**Given instruction**
Which lines of the listing below contain the string "person"? Pick out each one and copy it, matching case exactly.

BEGIN

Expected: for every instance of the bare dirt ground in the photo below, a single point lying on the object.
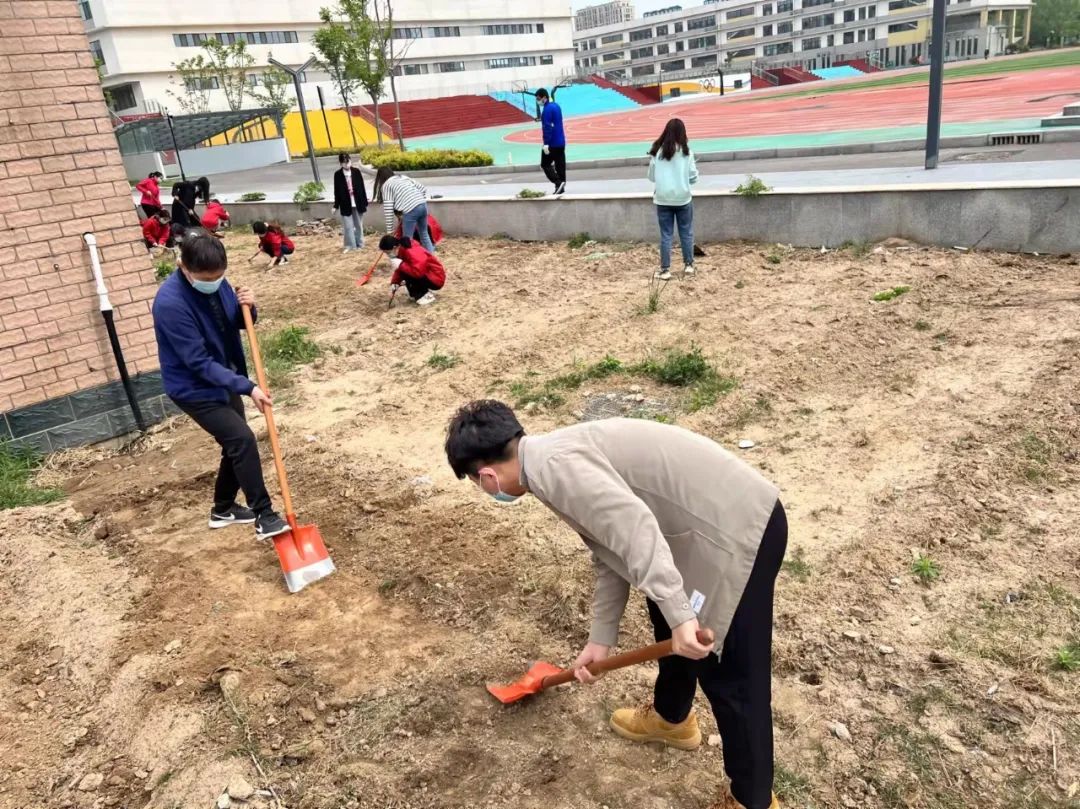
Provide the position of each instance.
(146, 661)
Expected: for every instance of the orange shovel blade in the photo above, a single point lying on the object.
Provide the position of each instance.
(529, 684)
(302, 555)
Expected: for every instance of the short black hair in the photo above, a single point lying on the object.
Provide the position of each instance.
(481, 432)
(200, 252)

END
BEGIN

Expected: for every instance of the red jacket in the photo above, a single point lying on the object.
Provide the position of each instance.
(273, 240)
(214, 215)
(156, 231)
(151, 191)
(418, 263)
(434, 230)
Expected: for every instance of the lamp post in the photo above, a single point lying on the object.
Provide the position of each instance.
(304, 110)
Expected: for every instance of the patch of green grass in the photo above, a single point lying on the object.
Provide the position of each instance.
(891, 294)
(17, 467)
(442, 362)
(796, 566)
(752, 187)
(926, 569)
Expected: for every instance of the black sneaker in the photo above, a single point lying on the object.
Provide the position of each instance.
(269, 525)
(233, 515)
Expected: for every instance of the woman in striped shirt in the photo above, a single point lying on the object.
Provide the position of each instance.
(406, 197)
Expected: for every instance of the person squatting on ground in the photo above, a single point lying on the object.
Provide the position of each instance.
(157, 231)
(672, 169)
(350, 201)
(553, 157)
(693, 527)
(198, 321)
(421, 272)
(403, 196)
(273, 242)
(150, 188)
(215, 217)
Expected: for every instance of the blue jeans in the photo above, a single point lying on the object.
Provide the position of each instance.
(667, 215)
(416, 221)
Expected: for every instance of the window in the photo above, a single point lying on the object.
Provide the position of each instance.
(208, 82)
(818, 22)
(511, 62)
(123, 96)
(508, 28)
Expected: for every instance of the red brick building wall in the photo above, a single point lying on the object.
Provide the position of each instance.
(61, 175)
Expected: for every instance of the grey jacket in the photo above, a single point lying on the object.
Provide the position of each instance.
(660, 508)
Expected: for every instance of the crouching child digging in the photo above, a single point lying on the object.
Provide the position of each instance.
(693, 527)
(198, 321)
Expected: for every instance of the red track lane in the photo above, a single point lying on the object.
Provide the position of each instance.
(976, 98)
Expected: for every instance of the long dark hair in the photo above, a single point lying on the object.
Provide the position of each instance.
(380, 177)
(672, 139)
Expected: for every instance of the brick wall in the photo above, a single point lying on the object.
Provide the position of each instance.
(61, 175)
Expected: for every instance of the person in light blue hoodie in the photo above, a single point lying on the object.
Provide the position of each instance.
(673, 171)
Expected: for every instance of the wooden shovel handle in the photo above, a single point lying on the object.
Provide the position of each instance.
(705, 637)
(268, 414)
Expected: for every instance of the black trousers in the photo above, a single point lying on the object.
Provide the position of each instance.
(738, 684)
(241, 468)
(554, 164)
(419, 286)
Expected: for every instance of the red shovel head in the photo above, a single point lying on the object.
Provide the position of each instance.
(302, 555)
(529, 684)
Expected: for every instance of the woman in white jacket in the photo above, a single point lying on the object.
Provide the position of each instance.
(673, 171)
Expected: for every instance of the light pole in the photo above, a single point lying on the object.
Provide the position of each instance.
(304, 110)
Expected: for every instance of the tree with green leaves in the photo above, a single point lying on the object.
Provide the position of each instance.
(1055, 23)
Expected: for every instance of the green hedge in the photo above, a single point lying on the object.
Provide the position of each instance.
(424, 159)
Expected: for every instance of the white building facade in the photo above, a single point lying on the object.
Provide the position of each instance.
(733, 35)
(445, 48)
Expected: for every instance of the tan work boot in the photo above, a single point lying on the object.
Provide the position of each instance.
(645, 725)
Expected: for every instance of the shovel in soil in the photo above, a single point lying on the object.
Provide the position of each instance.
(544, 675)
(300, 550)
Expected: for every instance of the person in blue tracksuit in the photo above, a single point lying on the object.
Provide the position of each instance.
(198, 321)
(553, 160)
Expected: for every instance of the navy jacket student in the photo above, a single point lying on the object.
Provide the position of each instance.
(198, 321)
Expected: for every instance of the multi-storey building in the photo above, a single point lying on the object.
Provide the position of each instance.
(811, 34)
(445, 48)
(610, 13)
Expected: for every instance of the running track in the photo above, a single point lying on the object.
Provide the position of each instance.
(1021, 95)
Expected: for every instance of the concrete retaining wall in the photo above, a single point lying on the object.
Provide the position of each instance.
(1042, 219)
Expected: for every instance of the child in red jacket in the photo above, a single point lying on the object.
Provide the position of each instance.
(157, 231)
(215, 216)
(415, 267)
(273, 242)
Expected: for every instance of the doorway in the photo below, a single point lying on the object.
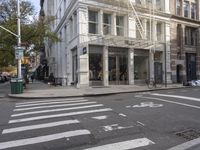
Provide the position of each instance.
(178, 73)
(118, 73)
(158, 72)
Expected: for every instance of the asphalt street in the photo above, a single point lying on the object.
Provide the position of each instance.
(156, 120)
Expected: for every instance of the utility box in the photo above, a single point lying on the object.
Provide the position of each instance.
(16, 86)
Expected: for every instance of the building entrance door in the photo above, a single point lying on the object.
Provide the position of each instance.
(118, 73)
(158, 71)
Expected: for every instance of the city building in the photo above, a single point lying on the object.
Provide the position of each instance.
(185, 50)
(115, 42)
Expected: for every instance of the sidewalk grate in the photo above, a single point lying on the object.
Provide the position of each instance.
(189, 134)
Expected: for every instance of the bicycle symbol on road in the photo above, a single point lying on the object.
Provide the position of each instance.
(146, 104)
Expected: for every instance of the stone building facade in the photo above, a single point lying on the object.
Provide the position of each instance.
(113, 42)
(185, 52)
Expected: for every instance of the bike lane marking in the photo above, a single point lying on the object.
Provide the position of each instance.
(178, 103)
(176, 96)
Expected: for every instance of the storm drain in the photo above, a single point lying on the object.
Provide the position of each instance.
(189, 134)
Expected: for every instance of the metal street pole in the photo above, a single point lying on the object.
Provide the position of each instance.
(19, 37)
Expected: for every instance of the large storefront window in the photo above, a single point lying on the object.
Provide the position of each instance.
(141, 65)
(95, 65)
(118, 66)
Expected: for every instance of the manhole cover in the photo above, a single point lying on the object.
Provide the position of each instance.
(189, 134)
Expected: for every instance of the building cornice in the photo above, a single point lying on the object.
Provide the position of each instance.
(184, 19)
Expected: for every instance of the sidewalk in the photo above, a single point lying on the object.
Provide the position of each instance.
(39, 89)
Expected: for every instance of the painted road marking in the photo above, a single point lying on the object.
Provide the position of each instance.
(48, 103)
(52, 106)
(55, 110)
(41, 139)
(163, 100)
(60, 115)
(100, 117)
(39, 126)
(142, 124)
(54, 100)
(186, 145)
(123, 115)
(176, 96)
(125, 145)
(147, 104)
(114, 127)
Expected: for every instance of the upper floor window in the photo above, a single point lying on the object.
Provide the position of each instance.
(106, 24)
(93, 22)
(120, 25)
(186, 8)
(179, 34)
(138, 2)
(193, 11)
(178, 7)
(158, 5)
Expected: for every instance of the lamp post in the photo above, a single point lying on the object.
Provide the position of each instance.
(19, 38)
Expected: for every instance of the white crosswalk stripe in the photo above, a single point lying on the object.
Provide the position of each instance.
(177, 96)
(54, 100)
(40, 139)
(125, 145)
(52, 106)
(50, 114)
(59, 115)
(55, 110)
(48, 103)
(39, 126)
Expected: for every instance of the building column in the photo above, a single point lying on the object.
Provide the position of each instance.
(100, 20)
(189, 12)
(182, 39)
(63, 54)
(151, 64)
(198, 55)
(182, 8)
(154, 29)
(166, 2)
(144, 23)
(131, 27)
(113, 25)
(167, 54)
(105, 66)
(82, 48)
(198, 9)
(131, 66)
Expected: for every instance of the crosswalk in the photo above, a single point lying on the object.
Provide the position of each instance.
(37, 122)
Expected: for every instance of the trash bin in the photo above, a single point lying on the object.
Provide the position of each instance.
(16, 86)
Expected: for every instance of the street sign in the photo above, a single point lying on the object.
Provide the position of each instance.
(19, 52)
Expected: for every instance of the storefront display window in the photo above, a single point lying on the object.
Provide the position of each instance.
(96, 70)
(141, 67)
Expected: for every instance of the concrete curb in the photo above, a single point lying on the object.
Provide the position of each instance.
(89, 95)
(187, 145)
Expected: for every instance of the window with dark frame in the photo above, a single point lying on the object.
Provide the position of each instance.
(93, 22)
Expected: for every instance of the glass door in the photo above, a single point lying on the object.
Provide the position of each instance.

END

**Written solution**
Expected: for every instance of the person squatting on ground in the photo above, a single point lying on the object.
Expected: for every instance of the person in light blue hoodie in the photo above, a single point lying on the object.
Expected: for every instance of the person in blue tracksuit in the photo above, a single point lying on the object.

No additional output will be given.